### Document passage

>>

Climate change is only one of a number of indicators that public cost is
funding private profit and I don't want my children to be a part of systems
that work like that. These inequalities indicate that capitalism a racket
and now, as a global citizen I question my family's role in financial
markets. Having companies in multiple countries, I'm lucky to have the
flexibility to align my family with a more global view.  But it is
unquieting and I hope for a better future, globally, for all of us.

<<

### Data listing

>>

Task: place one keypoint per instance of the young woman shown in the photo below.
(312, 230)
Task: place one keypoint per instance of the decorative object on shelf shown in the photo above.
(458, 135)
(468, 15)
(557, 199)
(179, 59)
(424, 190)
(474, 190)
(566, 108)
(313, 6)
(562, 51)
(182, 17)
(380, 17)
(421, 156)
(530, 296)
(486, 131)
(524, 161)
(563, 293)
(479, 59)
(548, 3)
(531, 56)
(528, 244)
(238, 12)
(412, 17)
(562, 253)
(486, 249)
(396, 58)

<<

Can you reproduce the passage on climate change and capitalism above, from "Climate change is" up to and including "for all of us."?

### Exercise response
Climate change is only one of a number of indicators that public cost is
funding private profit and I don't want my children to be a part of systems
that work like that. These inequalities indicate that capitalism a racket
and now, as a global citizen I question my family's role in financial
markets. Having companies in multiple countries, I'm lucky to have the
flexibility to align my family with a more global view.  But it is
unquieting and I hope for a better future, globally, for all of us.